#### Text passage:
================
Zen And The Art Of The Comeback: John Tesar’s Not Crying Anymore

 

“John Tesar is crying.”

Thus opens the second page of John Tesar’s sprawling D Magazine profile from 2011 — the one so click-baitingly titled “John Tesar: The Most Hated Chef in Dallas,” and generously referenced on his season of Top Chef: Seattle. It was the final piece of his puzzle that we wanted to fit into our lengthy three-part interview with the chef back in May. The first part of his story was obviously his ancient history with Anthony Bourdain, and how being outdistanced by his one-time-peer affected his own legacy. Then, there was how being on Top Chef changed his life and contributed to the success of his latest Dallas restaurant Spoon.

But D Magazine profiled a careening, seemingly unhinged, possibly bipolar, and definitely manic chef, who also appeared to be a compulsive liar, based on Jason Sheeler’s intrepid reporting and the subsequent uncovering of endlessly contrary accounts.

From our chats with John, post-Top Chef fame (the D Magazine profile ran the year before he appeared on the show), he seems to have found some karmic peace and mellowed out. And we wanted to know how he got there from the apparent blubbering mess who blurted out:

“I want you to know the truth ’cause I’m not making up anything to make myself look better ’cause people need to understand how genuine I am and how real I am and what I do is all positive and it’s—even the criticism in the kitchen of people, to make them better cooks and have them see realistically what they should be and who they can be. It’s not ‘I hate you and I’m better than you.’ ”

So we opened the door to the murky period between local magazine infamy and full-fledged Bravo villainy, and asked him to clue us in to what happened after the profile went to print. This was his version of the story.

The Braiser: One of the things I’m interested in exploring is filling the gap of what life was like between the D Magazine profile and Top Chef. Tell me what that was like.

John Tesar: I don’t know what it’s like to be a semi-not-really-middle-aged man. I mean, I’m a boy in a middle-aged man’s body. It’s frightening.

[So], I was in an airport in Lake Tahoe, having the time of my life — I was the chef at The Rosewood Mansion on Turtle Creek, I replaced Dean Fearing. Got the five stars back. Mobil [Travel Guide] was about to give us five stars. Had the James Beard semi-final nomination, hopefully going to make the final four. My dining manager calls me, and tells me about this guy, Diego [Trujillo], writing a letter, and I just went, “the jig is up.” ‘Cause in hotel worlds — I mean, there were a lot of people who wrote letters about me complaining ’cause I’m a New Yorker, not enough Texas, I got rid of the Southwestern food, all the stuff you already know. I just had that feeling in the pit of my stomach, and I went back, and I had to fight the fight — you know with the politicians — and they paid me a lot of money to walk. It was just scary times.
================
#### Dataset content:
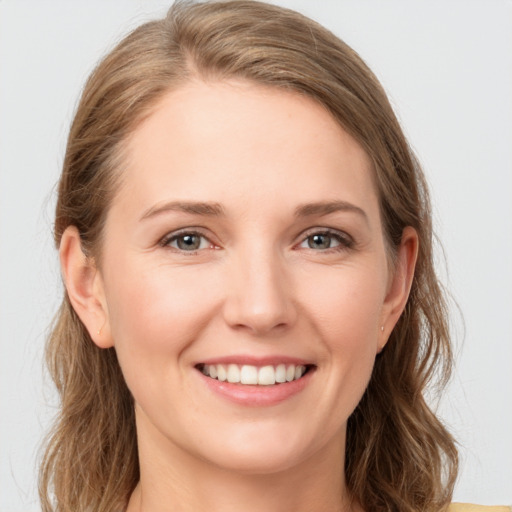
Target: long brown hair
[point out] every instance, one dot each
(399, 455)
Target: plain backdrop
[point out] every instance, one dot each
(447, 66)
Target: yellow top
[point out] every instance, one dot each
(466, 507)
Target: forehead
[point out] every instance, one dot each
(226, 140)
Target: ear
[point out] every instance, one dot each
(84, 285)
(399, 285)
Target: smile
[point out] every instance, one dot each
(267, 375)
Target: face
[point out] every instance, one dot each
(245, 243)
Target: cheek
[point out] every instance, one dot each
(345, 310)
(155, 314)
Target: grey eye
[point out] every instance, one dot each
(322, 241)
(189, 242)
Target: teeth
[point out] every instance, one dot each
(233, 374)
(248, 374)
(253, 375)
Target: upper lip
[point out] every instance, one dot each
(241, 359)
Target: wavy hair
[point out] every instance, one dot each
(399, 456)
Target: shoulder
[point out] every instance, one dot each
(466, 507)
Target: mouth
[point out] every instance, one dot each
(252, 375)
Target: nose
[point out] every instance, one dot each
(259, 294)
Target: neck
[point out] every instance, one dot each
(173, 479)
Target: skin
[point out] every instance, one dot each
(254, 287)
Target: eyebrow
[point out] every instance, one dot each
(327, 207)
(192, 207)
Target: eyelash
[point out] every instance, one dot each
(171, 237)
(345, 242)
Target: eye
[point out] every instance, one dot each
(187, 242)
(325, 240)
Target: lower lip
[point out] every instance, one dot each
(257, 396)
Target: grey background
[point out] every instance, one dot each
(447, 66)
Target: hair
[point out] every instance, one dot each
(399, 456)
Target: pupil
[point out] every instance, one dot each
(320, 242)
(188, 242)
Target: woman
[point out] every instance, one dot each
(252, 314)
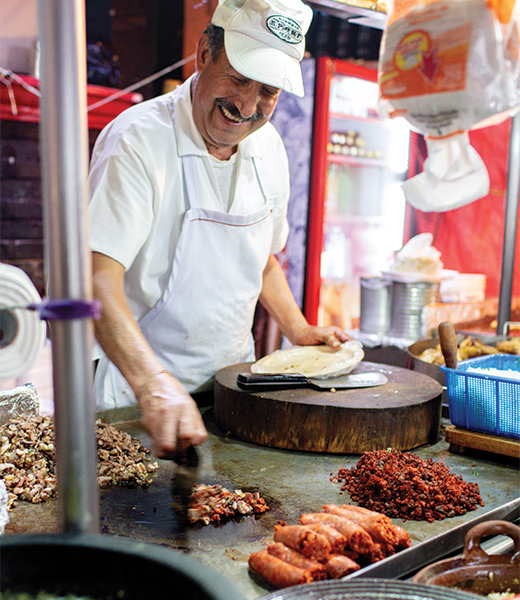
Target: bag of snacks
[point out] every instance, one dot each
(448, 66)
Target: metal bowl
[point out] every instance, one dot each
(475, 571)
(102, 567)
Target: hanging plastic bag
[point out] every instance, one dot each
(448, 66)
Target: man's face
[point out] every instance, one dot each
(227, 107)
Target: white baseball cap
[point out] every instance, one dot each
(265, 39)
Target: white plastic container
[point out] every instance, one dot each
(465, 287)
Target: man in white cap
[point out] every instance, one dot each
(189, 194)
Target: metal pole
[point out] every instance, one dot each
(510, 221)
(64, 161)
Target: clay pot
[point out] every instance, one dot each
(476, 571)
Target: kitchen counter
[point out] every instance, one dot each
(291, 483)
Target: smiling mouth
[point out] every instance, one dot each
(230, 116)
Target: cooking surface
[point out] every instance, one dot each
(291, 482)
(340, 421)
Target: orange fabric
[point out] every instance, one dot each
(470, 238)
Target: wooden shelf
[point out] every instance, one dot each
(462, 439)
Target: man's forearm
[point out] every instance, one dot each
(117, 330)
(276, 297)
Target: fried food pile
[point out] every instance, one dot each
(214, 503)
(327, 545)
(471, 347)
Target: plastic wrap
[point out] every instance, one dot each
(448, 66)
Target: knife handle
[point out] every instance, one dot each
(268, 381)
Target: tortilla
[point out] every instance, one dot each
(319, 362)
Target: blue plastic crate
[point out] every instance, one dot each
(485, 403)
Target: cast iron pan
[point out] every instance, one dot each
(102, 567)
(368, 589)
(476, 571)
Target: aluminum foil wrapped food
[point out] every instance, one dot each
(21, 401)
================
#### The tasks:
(a) In the John Tesar interview, why does Tesar say people wrote letters complaining about him at the hotel? Answer in one to three sentences.
(b) Decide whether each statement agrees with the John Tesar interview. Answer yes or no and quote the words that decide it.
(i) The D Magazine profile ran the year after Tesar appeared on Top Chef.
(ii) At The Rosewood Mansion on Turtle Creek, Tesar replaced Dean Fearing.
(iii) The three-part interview with Tesar took place in May.
(c) Resume the John Tesar interview after its last line, keeping the same question-and-answer form.

#### Answers by task:
(a) Tesar says the letters came because he was a New Yorker and "not enough Texas." He had also gotten rid of the Southwestern food.

(b)
(i) No: "the D Magazine profile ran the year before he appeared on the show"
(ii) Yes: "I replaced Dean Fearing."
(iii) Yes: "our lengthy three-part interview with the chef back in May."

(c)
My wife — my current wife, I’ve been married twice — my wife had decided that she was moving back to Austin, ’cause she didn’t think I wanted to get married. So here I am, I’m living in this beautiful apartment in Dallas, full panoramic view. A penthouse that would, you know, costs like $20,000 a month in New York, but costs $2,800 in Texas. I have this big annual salary in the bank, and I’m looking out the window thinking… Where do I go next? Honestly. What do you do after you’ve played the Mansion on Turtle Creek and have to go back to New York?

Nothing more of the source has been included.